Das gemeinsame Erkenntnisinteresse der Sommeruniversität liegt darin, die historischen Strukturunterschiede der Universitäten auf ihren Einfluss auf studentische Identität(en) und universitäre Disziplinierungsformen zu befragen. Sind studentische Identität und obrigkeitliche Disziplinierung z. B. abhängig:

1. von Sozialisationsformen der Studierenden (z.B. Bursen, Seminarien, Studentenverbindungen, Parteiorganisationen)?
2. vom institutionellen Aufbau der Universität (z.B. Partizipationsrechte der Studierenden, Autonomie der Universität gegenüber anderen staatlichen oder gesellschaftlichen Institutionen)?
3. vom wirtschaftlichen Aufbau der Universität (z.B. Stiftungsvermögen, Kolleggelder, Privatvorlesungen, Stipendienprogramme, Studiengebühren)?
4. von ideengeschichlichen Kontexten, die die Stellung des Studierenden in der Gesellschaft und der Funktion der Universität neu definieren (z.B. Ordensreformen, Reformation und Gegenreformation, Aufklärung, Nationalsozialismus oder Vichy-Regierung, Kalter Krieg, Europäischer Einigung und Bologna-Prozess)?
5. von den kulturellen Praktiken der Studenten, Professoren und Obrigkeiten, den symbolischen Formen der Aneignung, Repräsentation und Herausforderung (z.B. Boykotte, Sit-ins, Flugblätter) ebenso wie der Kontrolle, Steuerung oder Reglementierung (z.B. Statuten, Denunziation, Haftstrafen, Relegation)?

Das Programm der Sommerschule wird aus einer Mischung von Inputreferaten der Teilnehmer, Vorstellungen von Forschungsprojekten der Nachwuchswissenschaftler, Diskussionen relevanter (Theorie-)Texte und öffentlichen Abendvorträgen bestehen. Neben den drei Hauptorganisatoren, die in ihrer eigenen Forschung vor allem die Frühe Neuzeit vertreten, werden deutsche und französische Spezialisten für die Universitätsgeschichte der weiteren Epochen am Forschungsatelier teilnehmen und mit ihrer Expertise begleiten.

[Datenauszüge]
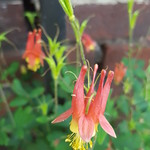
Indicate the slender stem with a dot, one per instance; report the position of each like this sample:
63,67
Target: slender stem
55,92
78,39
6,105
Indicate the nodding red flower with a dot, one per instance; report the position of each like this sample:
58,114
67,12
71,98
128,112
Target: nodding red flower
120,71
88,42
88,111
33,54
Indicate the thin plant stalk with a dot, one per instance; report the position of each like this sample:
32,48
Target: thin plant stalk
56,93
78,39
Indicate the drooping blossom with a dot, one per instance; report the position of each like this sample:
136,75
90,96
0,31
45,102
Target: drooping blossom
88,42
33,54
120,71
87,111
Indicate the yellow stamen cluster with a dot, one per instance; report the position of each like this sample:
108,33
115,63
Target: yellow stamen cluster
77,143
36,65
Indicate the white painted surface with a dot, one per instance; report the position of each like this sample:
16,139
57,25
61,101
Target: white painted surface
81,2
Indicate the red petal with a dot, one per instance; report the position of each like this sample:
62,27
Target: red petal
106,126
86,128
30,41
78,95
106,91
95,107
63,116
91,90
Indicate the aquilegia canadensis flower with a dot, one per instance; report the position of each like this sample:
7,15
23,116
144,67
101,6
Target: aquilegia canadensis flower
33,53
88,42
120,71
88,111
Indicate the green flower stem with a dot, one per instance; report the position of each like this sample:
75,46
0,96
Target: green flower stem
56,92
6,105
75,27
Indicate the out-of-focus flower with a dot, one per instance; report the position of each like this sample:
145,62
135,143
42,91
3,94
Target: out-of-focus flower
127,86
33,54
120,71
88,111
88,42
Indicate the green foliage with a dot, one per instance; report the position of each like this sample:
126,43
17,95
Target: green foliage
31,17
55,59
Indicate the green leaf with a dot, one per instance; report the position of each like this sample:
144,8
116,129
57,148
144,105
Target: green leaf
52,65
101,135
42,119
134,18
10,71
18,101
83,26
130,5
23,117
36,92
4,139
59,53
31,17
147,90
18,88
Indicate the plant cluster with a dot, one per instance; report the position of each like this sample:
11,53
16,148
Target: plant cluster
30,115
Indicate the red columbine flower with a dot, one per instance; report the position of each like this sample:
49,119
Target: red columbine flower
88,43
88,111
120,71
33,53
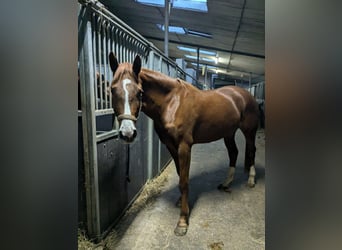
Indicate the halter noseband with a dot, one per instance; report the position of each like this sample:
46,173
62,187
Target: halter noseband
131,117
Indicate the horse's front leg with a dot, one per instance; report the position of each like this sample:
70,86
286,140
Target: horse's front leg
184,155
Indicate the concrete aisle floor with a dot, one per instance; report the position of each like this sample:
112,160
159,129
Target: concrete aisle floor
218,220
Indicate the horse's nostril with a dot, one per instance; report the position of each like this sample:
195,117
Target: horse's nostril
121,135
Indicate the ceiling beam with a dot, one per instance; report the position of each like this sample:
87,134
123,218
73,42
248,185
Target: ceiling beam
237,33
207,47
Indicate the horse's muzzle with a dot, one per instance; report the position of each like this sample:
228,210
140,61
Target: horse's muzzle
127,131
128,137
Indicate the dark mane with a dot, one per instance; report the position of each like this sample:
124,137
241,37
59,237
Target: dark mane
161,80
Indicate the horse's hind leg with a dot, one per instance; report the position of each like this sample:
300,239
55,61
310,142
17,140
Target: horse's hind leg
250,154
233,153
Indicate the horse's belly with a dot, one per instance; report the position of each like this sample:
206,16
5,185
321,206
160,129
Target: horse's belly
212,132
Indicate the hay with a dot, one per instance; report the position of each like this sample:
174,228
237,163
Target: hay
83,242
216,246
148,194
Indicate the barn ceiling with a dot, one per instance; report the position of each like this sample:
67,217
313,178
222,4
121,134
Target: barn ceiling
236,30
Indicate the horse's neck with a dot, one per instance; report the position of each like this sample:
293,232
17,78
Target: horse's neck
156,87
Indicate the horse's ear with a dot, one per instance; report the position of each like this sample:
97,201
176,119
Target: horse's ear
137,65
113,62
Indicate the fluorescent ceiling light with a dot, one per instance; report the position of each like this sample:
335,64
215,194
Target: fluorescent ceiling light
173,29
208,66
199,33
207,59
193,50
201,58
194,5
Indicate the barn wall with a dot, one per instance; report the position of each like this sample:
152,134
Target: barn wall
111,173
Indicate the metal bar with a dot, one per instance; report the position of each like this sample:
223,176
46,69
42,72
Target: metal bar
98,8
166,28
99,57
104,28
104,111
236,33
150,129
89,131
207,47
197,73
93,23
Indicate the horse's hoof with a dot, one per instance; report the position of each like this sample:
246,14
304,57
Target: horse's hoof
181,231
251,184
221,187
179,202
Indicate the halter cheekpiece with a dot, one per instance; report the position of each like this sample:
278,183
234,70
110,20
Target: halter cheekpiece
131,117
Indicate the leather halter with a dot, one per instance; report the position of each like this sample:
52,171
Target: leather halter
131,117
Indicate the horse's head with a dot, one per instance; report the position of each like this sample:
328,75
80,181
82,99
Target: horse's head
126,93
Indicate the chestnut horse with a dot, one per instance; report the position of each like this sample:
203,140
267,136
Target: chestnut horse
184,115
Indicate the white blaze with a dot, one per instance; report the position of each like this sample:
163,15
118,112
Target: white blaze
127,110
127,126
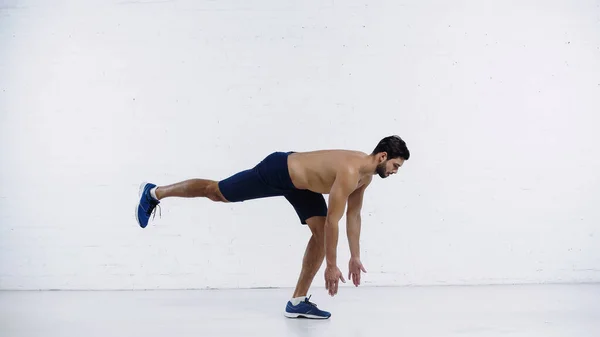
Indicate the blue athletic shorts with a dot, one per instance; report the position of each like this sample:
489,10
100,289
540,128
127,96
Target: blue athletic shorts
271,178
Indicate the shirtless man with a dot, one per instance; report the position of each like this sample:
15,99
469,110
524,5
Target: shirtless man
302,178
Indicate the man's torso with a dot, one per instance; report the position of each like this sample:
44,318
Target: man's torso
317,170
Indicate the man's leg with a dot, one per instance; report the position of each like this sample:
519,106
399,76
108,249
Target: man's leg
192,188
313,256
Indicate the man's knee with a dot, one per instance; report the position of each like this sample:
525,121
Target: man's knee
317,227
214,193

--

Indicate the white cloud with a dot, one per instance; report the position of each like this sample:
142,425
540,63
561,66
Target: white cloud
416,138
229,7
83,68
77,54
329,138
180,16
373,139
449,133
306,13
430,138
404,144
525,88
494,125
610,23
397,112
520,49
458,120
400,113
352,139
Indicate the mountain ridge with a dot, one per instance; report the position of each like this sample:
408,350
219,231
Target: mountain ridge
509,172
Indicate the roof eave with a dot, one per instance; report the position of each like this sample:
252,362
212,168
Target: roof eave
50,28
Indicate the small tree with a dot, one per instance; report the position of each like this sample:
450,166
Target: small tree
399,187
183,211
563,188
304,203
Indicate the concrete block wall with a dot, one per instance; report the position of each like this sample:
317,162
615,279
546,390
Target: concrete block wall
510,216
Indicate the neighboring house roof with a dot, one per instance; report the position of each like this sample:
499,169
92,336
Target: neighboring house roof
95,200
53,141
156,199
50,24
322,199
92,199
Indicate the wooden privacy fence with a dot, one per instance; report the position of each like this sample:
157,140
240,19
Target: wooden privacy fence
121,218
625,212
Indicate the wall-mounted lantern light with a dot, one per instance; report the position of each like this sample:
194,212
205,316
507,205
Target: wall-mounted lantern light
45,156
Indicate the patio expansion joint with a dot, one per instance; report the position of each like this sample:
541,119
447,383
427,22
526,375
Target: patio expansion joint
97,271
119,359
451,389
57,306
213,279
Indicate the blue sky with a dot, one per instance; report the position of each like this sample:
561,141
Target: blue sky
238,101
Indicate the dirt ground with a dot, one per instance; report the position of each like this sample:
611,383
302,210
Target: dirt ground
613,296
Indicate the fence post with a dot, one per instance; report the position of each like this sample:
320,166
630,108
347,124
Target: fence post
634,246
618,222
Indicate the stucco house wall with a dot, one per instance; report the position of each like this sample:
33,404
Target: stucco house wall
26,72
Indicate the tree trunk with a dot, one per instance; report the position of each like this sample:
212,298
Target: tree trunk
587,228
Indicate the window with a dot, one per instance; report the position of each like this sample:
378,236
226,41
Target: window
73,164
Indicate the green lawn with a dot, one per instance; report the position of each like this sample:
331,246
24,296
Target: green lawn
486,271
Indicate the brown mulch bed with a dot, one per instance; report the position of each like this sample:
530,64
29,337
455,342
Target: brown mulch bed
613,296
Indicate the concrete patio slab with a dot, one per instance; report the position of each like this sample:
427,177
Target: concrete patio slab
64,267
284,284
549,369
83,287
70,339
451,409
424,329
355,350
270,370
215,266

[Aufgaben]
a: Erkläre anhand des Textauszugs, warum neben den drei Hauptorganisatoren noch weitere Fachleute am Forschungsatelier teilnehmen. Antworte in ein bis drei Sätzen.
b: Woraus soll das Programm der Sommerschule laut dem Textauszug bestehen?
Die Einträge haben mit dem Textauszug nichts zu tun.

[Lösungen]
a: Die drei Hauptorganisatoren vertreten in ihrer eigenen Forschung vor allem die Frühe Neuzeit. Deshalb kommen deutsche und französische Spezialisten für die Universitätsgeschichte der weiteren Epochen dazu und begleiten das Atelier mit ihrer Expertise.

b: Aus Inputreferaten der Teilnehmer, Vorstellungen von Forschungsprojekten der Nachwuchswissenschaftler, Diskussionen relevanter (Theorie-)Texte und öffentlichen Abendvorträgen.